[EXTRACTED ENTRIES]
###

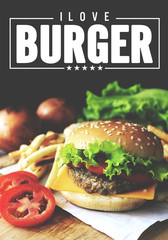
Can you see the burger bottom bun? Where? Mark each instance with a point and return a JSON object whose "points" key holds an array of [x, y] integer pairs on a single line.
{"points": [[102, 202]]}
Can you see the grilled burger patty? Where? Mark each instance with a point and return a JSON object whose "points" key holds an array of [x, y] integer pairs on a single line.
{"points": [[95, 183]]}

###

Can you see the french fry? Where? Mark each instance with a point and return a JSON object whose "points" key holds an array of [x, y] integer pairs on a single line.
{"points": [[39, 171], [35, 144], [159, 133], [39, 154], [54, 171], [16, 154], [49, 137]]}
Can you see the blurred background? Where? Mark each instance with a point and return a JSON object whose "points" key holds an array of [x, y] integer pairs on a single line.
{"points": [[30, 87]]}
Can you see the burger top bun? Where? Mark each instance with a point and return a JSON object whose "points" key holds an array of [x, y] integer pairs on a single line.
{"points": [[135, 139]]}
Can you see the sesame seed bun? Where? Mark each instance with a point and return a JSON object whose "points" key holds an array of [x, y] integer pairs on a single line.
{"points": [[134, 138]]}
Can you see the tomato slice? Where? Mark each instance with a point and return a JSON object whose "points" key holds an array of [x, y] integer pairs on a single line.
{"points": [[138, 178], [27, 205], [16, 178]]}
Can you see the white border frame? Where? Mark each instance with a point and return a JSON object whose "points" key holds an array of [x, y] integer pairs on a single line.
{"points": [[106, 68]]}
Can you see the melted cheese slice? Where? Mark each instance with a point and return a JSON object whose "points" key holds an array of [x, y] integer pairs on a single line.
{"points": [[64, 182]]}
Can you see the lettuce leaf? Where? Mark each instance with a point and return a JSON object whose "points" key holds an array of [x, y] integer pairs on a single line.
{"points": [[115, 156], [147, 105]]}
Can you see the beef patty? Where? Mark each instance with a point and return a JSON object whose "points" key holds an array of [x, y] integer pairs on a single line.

###

[WHAT NEEDS TO BE DONE] Could you return exactly the lines above from the line with "Can you see the sesame" to the line with "Can you see the beef", both included, and nothing else?

[OUTPUT OF THE TASK]
Can you see the sesame seed bun? Where? Mark each instance with a point and return a JSON object whose "points" key holds an array of [x, y] integer pairs on a single line.
{"points": [[134, 138]]}
Can you see the tomato slice? Where? Mark each instance with a point and return a JSON object whose "points" key holds an array of [x, y] integer pairs on a single line.
{"points": [[138, 178], [27, 205], [16, 178]]}
Can you see the white border frame? Where? Mark each instance with a point and return a JSON object whose "points" key holds an array of [x, y] integer pairs on a single line.
{"points": [[106, 68]]}
Can you see the melted cheese slice? Where? Mark each instance with a point and return a JSON object whose "points" key holds an array of [x, y] integer pairs on a single line.
{"points": [[64, 182]]}
Can you see the lettuce leaf? Where? Mark each instance with a point and return a JSON object whose "points" key holds an array of [x, y] integer pairs on a single line.
{"points": [[115, 156], [147, 105]]}
Can you see the beef patty? Where? Mark each instance with a point and return a JSON object whose "points" key holds an array of [x, y] integer pairs on a single line.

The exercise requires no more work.